- Directed by: Jean-François Pouliot
- Screenplay by: Jean-François Pouliot
- Produced by: René Chénier
- Cinematography: Serge Clément Claude-Simon Langlois
- Edited by: Vicky Daneau
- Music by: Mario Leblanc
- Production company: National Film Board of Canada
- Release date: May 1, 2010 (Shanghai);
- Running time: 05 min 20 s
- Country: Canada

= Glimpses/Impressions =

Glimpses/Impressions is a film by Jean-François Pouliot for the Canadian pavilion at Expo 2010 in Shanghai. The 5 minute 20 second-long film depicts 24 hours in the life of an imaginary urban centre, created from composite images from major Canadian cities. The film was created from over 3,000 animated photos, projected onto a large screen with a 150-degree curve.

* * * *

**Exercise brief:** Could you extend the passage about the film Glimpses/Impressions beyond its final sentence? The data below comes from an unrelated source.

**Given records:**
* * * *

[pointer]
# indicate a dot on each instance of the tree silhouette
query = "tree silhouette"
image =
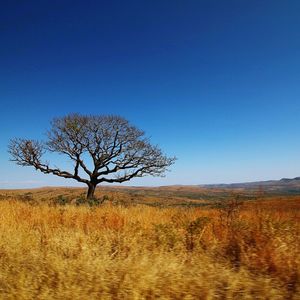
(102, 148)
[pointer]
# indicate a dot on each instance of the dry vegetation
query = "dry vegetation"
(232, 251)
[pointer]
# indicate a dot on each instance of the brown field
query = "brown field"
(51, 248)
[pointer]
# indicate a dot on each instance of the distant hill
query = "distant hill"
(282, 186)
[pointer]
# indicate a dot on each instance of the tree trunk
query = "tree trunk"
(91, 191)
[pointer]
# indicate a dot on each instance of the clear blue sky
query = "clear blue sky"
(216, 83)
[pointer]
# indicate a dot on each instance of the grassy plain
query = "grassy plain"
(169, 243)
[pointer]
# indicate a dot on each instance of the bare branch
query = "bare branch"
(118, 150)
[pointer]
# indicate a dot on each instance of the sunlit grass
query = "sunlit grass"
(250, 251)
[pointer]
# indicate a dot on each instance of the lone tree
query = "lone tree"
(103, 149)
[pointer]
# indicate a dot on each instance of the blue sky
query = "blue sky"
(215, 83)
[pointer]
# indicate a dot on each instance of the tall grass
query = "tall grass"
(249, 251)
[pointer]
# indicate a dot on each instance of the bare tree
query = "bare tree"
(103, 149)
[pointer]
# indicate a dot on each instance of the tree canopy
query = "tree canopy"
(103, 148)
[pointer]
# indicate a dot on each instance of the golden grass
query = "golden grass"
(139, 252)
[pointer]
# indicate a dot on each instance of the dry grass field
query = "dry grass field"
(132, 251)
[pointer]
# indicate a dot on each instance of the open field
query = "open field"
(51, 248)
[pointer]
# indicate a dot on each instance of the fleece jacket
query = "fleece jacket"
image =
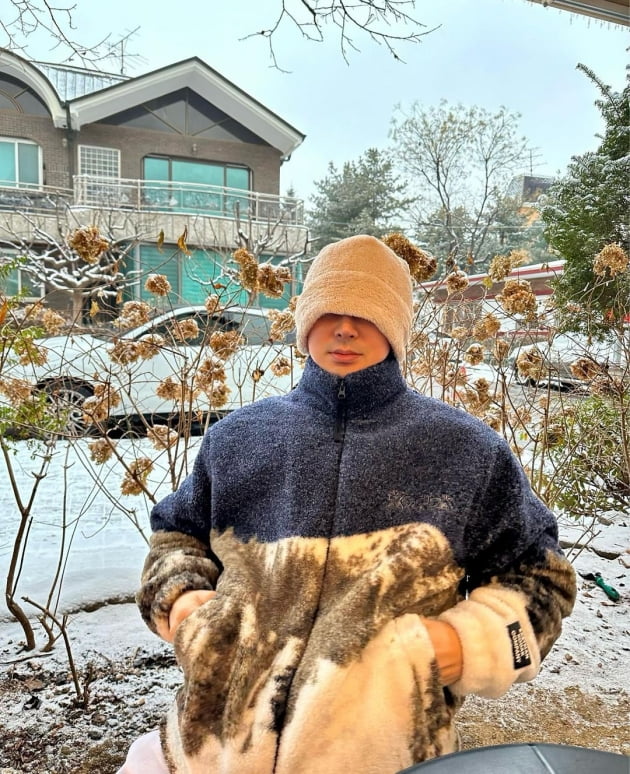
(330, 521)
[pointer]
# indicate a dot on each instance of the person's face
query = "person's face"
(341, 344)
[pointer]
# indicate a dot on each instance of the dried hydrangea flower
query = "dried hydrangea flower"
(135, 478)
(248, 274)
(487, 327)
(225, 343)
(88, 243)
(219, 396)
(124, 352)
(52, 321)
(283, 322)
(281, 366)
(212, 304)
(552, 434)
(456, 282)
(101, 450)
(162, 437)
(158, 284)
(133, 313)
(150, 345)
(460, 332)
(421, 265)
(502, 265)
(493, 420)
(531, 364)
(272, 279)
(517, 297)
(474, 354)
(16, 390)
(585, 368)
(612, 259)
(210, 372)
(500, 350)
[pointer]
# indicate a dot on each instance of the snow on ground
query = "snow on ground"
(107, 552)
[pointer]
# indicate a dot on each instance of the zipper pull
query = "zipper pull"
(340, 418)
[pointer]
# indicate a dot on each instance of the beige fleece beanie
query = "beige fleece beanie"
(359, 276)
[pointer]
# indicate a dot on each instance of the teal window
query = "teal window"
(19, 163)
(191, 277)
(16, 282)
(203, 186)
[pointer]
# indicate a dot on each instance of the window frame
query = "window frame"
(17, 183)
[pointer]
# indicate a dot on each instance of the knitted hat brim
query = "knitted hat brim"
(357, 294)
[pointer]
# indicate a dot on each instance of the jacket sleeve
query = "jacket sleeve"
(180, 558)
(519, 588)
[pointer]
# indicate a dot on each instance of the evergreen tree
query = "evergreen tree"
(588, 209)
(364, 197)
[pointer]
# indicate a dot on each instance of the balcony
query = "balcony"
(145, 208)
(182, 198)
(153, 196)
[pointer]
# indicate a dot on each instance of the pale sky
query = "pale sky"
(485, 52)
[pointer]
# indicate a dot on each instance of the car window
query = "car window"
(206, 326)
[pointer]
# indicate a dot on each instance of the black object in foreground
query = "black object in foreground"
(532, 758)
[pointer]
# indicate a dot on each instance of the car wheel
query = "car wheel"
(65, 400)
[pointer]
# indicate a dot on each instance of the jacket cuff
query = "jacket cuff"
(176, 563)
(498, 643)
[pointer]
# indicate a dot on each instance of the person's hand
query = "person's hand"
(448, 649)
(182, 608)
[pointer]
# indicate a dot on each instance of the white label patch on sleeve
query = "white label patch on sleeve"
(520, 651)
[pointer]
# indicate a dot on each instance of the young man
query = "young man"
(348, 561)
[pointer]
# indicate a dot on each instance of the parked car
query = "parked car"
(81, 366)
(559, 355)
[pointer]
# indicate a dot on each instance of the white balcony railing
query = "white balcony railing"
(165, 196)
(151, 195)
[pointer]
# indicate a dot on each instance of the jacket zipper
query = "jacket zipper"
(340, 418)
(338, 437)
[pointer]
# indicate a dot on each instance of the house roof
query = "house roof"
(613, 11)
(202, 79)
(190, 73)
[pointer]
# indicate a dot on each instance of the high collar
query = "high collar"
(365, 390)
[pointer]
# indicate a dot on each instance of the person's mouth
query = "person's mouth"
(344, 355)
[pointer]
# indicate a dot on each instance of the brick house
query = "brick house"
(177, 150)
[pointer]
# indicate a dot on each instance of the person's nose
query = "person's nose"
(345, 328)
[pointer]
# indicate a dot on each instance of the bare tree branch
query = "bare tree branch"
(385, 22)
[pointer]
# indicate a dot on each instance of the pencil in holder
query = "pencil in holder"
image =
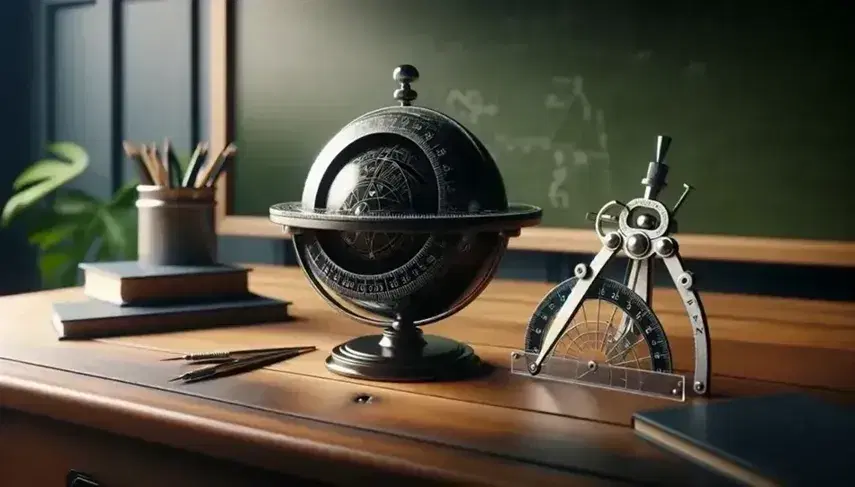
(176, 226)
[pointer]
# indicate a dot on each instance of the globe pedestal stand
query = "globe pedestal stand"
(404, 354)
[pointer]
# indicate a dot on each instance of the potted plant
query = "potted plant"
(68, 225)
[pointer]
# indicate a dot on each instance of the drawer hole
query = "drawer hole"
(363, 399)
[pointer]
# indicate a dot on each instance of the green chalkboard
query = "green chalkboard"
(568, 96)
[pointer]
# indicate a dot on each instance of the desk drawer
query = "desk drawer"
(40, 452)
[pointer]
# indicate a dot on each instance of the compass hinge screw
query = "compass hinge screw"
(686, 280)
(612, 240)
(665, 247)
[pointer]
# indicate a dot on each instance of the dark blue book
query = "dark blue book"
(97, 319)
(134, 283)
(777, 440)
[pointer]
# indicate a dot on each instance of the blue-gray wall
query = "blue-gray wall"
(135, 69)
(17, 260)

* * * *

**Exercise result:**
==Production==
Glimpses/Impressions was based on a proposal from the Cirque du Soleil, who were contracted by the Department of Canadian Heritage to design the pavilion's exhibitions. It is produced by the National Film Board of Canada.

To create the images for the film, photographers Serge Clément and Claude-Simon Langlois travelled across Canada to take more than 57,000 photographs.

Composer Normand Roger and collaborators Pierre Yves Drapeau and Yves Chartrand scored the film, adapting Mario Leblanc's "Androgyne." The Leblanc composition had been used to inspire the creative team, before ultimately being chosen for the soundtrack.